## What to do:
List each line in the items below that includes the word "windshield".

## Available records:
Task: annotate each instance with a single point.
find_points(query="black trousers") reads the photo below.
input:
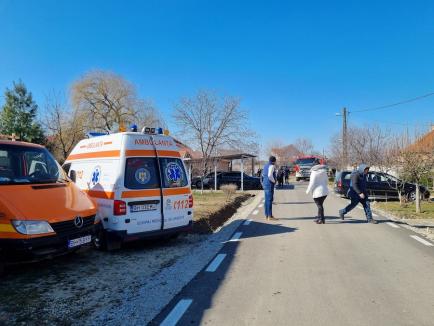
(319, 203)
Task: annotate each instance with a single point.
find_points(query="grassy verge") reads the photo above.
(408, 210)
(212, 209)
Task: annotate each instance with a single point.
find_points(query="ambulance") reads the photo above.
(139, 182)
(42, 213)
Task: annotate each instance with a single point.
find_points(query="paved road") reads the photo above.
(294, 272)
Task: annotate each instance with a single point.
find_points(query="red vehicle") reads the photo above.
(303, 165)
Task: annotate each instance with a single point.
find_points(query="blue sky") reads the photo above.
(293, 63)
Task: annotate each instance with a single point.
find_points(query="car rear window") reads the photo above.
(173, 173)
(141, 173)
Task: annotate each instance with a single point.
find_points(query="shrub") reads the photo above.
(229, 190)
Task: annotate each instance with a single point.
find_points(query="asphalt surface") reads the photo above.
(295, 272)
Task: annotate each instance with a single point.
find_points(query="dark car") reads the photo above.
(224, 178)
(196, 181)
(380, 186)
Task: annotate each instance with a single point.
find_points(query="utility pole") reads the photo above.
(344, 138)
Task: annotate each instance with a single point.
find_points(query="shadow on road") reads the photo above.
(297, 203)
(204, 287)
(285, 187)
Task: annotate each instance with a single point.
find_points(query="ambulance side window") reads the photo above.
(141, 173)
(173, 173)
(66, 168)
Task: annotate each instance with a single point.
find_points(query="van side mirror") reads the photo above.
(73, 175)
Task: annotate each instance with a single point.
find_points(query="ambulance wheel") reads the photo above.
(100, 241)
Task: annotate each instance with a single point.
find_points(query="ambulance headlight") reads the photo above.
(32, 227)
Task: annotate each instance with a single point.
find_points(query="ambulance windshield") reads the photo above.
(28, 165)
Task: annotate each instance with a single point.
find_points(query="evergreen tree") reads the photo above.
(19, 114)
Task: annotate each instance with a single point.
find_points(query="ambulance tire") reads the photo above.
(100, 241)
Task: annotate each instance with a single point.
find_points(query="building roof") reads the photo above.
(424, 143)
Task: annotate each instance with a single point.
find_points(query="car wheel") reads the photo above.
(100, 241)
(412, 196)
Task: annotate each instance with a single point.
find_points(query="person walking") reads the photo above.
(268, 180)
(318, 186)
(358, 193)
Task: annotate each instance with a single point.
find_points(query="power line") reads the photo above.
(395, 104)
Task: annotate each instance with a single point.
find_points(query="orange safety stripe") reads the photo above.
(100, 194)
(169, 153)
(141, 193)
(7, 228)
(139, 152)
(136, 152)
(94, 155)
(176, 191)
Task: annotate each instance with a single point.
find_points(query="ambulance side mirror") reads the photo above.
(73, 175)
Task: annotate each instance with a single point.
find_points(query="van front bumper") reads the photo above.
(34, 249)
(123, 236)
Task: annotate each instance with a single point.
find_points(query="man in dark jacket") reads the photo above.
(268, 180)
(358, 193)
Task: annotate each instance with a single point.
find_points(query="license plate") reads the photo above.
(145, 207)
(79, 241)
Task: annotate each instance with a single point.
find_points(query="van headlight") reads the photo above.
(32, 227)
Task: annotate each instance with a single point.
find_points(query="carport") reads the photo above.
(231, 158)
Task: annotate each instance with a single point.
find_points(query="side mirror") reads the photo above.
(73, 175)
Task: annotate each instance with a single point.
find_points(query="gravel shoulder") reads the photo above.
(93, 288)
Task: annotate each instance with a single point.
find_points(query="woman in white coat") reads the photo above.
(318, 186)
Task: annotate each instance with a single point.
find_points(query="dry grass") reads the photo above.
(408, 210)
(209, 202)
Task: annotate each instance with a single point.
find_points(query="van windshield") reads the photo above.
(28, 165)
(141, 173)
(311, 160)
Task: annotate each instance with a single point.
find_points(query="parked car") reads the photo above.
(224, 178)
(42, 213)
(196, 181)
(304, 164)
(381, 186)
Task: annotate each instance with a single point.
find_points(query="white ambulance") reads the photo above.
(139, 182)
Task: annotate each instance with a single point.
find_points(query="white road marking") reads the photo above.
(426, 243)
(393, 225)
(212, 267)
(236, 237)
(177, 312)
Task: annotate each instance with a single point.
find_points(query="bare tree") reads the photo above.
(210, 123)
(65, 126)
(110, 101)
(304, 145)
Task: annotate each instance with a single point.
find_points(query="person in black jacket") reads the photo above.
(358, 193)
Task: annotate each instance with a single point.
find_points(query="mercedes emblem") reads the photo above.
(78, 221)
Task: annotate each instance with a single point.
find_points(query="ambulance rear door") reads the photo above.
(141, 187)
(177, 200)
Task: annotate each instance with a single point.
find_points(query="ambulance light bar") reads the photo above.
(155, 131)
(96, 134)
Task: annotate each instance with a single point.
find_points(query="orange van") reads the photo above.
(42, 212)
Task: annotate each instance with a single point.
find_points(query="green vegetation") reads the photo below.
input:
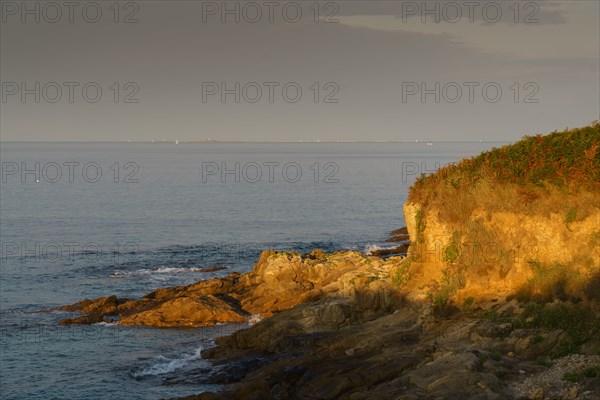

## Solution to this problem:
find_points(query="ambulance windshield") reads the photo above.
find_points(query="van windshield") reads the photo above.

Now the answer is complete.